SET OF TASKS:
[1] From the American Idol post, return the passage from "Big changes afoot" to "commissioned last year.", copied word for word.
[2] List every artist the American Idol post names as someone Kara DioGuardi has written songs for.

DOCUMENT EXTRACT:
....

Monday, August 25, 2008

Meet American Idol's new judge

Big changes afoot in "American Idol" following the departure of dapper dancer -- and AI producer -- Nigel Lythgoe. Following last season's rating's slippage, the remaining producers of "American Idol" seem all-too-aware that Randy has uttered, "yo, dawg, check it out" one time too many, and that Simon seems worn out by Paula's Pollyanna-ish compliments.

Now, the producers have announced that Kara DioGuardi --songwriter for hire for the likes of Celine Dion, Kelly Clarkson, Carrie Underwood, Avril Lavigne, Faith Hill, The Jonas Brothers, and Christina Aguilera, to name but a few -- will join the panel of judges. The addition of DioGuardi, who is the 00's answer to Diane Warren, is an inspired choice as you'll see from this profile interview that I commissioned last year.

It's a great first step to reform the "American Idol" format. And it's a relief that DioGuardi's discography doesn't include any songs for Sanjaya....

....

DATA BLOCK:
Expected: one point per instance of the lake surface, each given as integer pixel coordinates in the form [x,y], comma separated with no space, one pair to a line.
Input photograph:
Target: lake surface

....

ANSWERS BY TASK:
[1]
Big changes afoot in "American Idol" following the departure of dapper dancer -- and AI producer -- Nigel Lythgoe. Following last season's rating's slippage, the remaining producers of "American Idol" seem all-too-aware that Randy has uttered, "yo, dawg, check it out" one time too many, and that Simon seems worn out by Paula's Pollyanna-ish compliments.

Now, the producers have announced that Kara DioGuardi --songwriter for hire for the likes of Celine Dion, Kelly Clarkson, Carrie Underwood, Avril Lavigne, Faith Hill, The Jonas Brothers, and Christina Aguilera, to name but a few -- will join the panel of judges. The addition of DioGuardi, who is the 00's answer to Diane Warren, is an inspired choice as you'll see from this profile interview that I commissioned last year.

[2]
Celine Dion
Kelly Clarkson
Carrie Underwood
Avril Lavigne
Faith Hill
The Jonas Brothers
Christina Aguilera